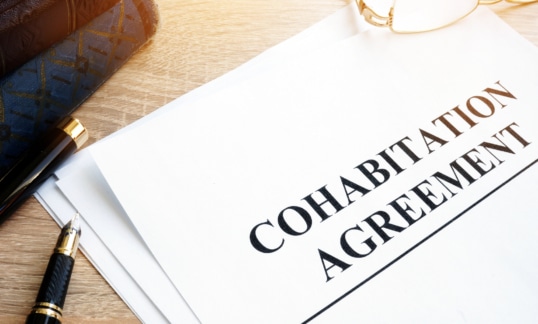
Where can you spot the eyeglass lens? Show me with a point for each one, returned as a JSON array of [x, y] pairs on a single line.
[[410, 16]]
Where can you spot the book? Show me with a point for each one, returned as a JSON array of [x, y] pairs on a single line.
[[29, 27], [34, 97]]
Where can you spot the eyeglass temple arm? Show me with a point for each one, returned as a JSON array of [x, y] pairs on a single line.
[[371, 16]]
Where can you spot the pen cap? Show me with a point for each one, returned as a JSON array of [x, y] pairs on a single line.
[[72, 127]]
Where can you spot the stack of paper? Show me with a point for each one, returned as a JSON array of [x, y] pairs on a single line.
[[342, 176]]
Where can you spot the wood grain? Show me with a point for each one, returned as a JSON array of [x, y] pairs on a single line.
[[197, 41]]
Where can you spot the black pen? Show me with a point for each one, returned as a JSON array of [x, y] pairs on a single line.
[[50, 300], [38, 163]]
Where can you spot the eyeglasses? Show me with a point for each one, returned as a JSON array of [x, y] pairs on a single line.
[[415, 16]]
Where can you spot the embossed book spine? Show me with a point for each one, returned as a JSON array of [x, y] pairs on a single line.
[[27, 27], [34, 97]]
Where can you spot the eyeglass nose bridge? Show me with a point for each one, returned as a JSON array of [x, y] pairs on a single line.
[[372, 17]]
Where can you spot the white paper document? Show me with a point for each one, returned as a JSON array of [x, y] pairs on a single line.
[[110, 241], [386, 177]]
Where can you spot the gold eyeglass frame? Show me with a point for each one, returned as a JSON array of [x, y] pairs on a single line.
[[378, 20]]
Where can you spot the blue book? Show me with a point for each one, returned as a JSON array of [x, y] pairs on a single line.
[[36, 96]]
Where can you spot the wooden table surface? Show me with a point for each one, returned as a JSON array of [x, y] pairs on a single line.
[[197, 41]]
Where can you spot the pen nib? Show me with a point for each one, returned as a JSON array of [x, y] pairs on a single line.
[[74, 223]]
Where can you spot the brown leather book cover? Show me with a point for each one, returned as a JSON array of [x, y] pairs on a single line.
[[27, 27]]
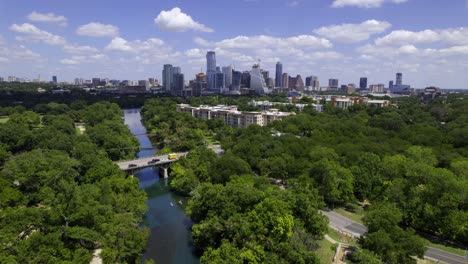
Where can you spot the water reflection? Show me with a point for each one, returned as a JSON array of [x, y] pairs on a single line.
[[170, 240]]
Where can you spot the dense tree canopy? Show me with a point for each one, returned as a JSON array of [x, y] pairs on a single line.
[[61, 197]]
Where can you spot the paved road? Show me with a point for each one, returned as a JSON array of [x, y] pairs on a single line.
[[344, 224], [163, 159]]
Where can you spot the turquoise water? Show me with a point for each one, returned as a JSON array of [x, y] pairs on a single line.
[[170, 240]]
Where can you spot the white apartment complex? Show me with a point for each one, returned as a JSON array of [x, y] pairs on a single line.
[[231, 116]]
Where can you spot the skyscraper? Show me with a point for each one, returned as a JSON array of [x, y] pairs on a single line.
[[168, 77], [257, 82], [279, 75], [285, 80], [227, 76], [236, 81], [363, 83], [211, 69], [399, 80], [245, 79], [199, 84], [333, 84], [178, 84], [299, 86], [219, 82], [96, 81]]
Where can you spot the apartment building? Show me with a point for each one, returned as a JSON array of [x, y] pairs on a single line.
[[231, 116]]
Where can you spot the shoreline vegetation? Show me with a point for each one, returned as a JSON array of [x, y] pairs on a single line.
[[62, 197], [409, 163]]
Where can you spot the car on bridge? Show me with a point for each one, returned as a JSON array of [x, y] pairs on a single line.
[[172, 156], [153, 161]]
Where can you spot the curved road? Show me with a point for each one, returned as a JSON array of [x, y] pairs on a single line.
[[346, 225]]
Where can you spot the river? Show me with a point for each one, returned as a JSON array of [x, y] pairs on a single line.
[[170, 240]]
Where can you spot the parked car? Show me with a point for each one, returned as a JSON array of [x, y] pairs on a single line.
[[153, 161], [172, 156]]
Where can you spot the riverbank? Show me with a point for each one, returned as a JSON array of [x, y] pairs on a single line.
[[170, 237]]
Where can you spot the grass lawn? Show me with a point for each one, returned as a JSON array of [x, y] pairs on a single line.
[[450, 249], [356, 216], [341, 237], [326, 252], [211, 141], [3, 120]]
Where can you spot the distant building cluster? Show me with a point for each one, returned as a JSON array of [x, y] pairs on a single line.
[[232, 117], [229, 81]]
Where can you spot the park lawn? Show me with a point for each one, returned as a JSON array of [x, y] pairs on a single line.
[[3, 120], [326, 251], [356, 216], [450, 249], [211, 141], [342, 237]]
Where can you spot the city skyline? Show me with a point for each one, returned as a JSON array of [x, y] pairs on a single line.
[[343, 39]]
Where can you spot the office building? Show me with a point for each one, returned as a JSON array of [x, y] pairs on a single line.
[[399, 79], [219, 82], [231, 116], [168, 77], [144, 83], [236, 81], [291, 83], [199, 85], [178, 84], [376, 88], [279, 75], [257, 82], [265, 74], [333, 84], [245, 79], [95, 81], [299, 85], [211, 69], [227, 76], [363, 83], [285, 80], [399, 87]]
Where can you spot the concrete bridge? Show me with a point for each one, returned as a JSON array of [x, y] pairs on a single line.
[[161, 161]]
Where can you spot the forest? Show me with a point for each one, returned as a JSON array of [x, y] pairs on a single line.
[[407, 163], [61, 195]]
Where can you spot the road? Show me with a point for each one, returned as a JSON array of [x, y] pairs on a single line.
[[346, 225], [163, 159]]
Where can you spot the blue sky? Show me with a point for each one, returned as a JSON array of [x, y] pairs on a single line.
[[427, 40]]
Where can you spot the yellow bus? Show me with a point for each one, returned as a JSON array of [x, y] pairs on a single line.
[[172, 156]]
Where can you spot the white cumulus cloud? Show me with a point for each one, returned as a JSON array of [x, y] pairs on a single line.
[[177, 21], [31, 32], [77, 49], [47, 18], [350, 33], [95, 29], [263, 41], [121, 44], [363, 3], [403, 37]]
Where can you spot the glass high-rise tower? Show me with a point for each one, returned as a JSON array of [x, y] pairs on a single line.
[[399, 80], [279, 75], [211, 69], [168, 77]]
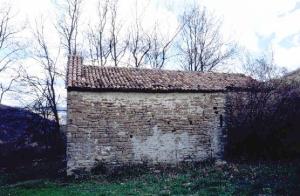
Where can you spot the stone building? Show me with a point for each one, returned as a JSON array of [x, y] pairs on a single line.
[[119, 116]]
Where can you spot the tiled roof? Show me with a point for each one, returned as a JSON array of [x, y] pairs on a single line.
[[95, 78]]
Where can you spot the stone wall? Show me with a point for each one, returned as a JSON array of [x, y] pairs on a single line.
[[129, 128]]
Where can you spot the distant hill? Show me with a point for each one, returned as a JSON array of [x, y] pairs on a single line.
[[24, 135]]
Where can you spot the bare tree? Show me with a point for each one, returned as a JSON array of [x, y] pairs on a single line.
[[117, 46], [262, 122], [201, 45], [68, 25], [160, 45], [9, 50], [262, 68], [99, 49], [42, 86], [139, 45]]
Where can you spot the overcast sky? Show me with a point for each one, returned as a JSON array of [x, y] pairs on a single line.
[[256, 25]]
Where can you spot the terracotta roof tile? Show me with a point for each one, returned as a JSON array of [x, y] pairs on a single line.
[[96, 78]]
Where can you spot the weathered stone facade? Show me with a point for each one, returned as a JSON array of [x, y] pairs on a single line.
[[129, 127]]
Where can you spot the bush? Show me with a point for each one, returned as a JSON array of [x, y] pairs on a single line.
[[264, 123]]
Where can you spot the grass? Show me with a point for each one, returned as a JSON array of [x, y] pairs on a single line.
[[231, 179]]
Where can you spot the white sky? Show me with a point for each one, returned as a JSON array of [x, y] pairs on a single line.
[[256, 25]]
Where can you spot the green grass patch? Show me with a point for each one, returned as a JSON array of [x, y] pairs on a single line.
[[231, 179]]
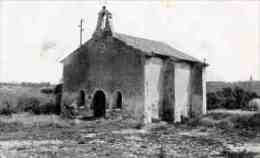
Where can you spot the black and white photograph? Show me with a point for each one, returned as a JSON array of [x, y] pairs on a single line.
[[129, 79]]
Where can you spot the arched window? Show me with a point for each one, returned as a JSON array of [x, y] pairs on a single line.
[[118, 100]]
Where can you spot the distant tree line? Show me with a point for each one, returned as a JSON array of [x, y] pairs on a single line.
[[26, 84], [230, 98]]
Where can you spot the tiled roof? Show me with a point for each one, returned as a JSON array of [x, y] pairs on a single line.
[[156, 47]]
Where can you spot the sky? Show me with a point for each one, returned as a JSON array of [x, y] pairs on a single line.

Exercise aim => Exclude the pictures from the copy. Retype exactly the lines running from the one containing "Where can you spot the bush?" through the last line of the listing.

Solved problem =>
Where can you spot the bush? Show me with a point for each one, returned as a JSON array of [x, y] pairs on a single line.
[[264, 123]]
Where can you spot the grass? Show me with a point for each one, returned as a JSON array of [x, y] pairs on a single line.
[[231, 179]]
Where can you spot the white sky? Show me with a point for each one, returned as a JSON array of [x, y] pairs on a single line.
[[256, 25]]
Where can you spot the green grass patch? Show me with a point for each one, returned as a JSON array of [x, y] pairs on a single line.
[[231, 179]]
Where can you spot the black and white photograph? Show me with a point for each one, returned as a JSON array of [x, y] pairs on a single line.
[[129, 79]]
Where can you spot the arched window? Show me with a point for each one, returned as a JSON array of [x, y] pairs on a single line.
[[118, 100]]
Where can you spot the distant tree line? Show me with a point for each one, returned as a JSON array of [x, y] pairs on a single line.
[[26, 84], [230, 98]]
Where can you spot the tiled roof? Show me with a point for each one, returned as a JSON array of [x, y] pairs on a single line.
[[156, 47]]
Where can you spot the sky? Show me with a point for each one, returned as a JSON array of [x, y] pairs on a single line.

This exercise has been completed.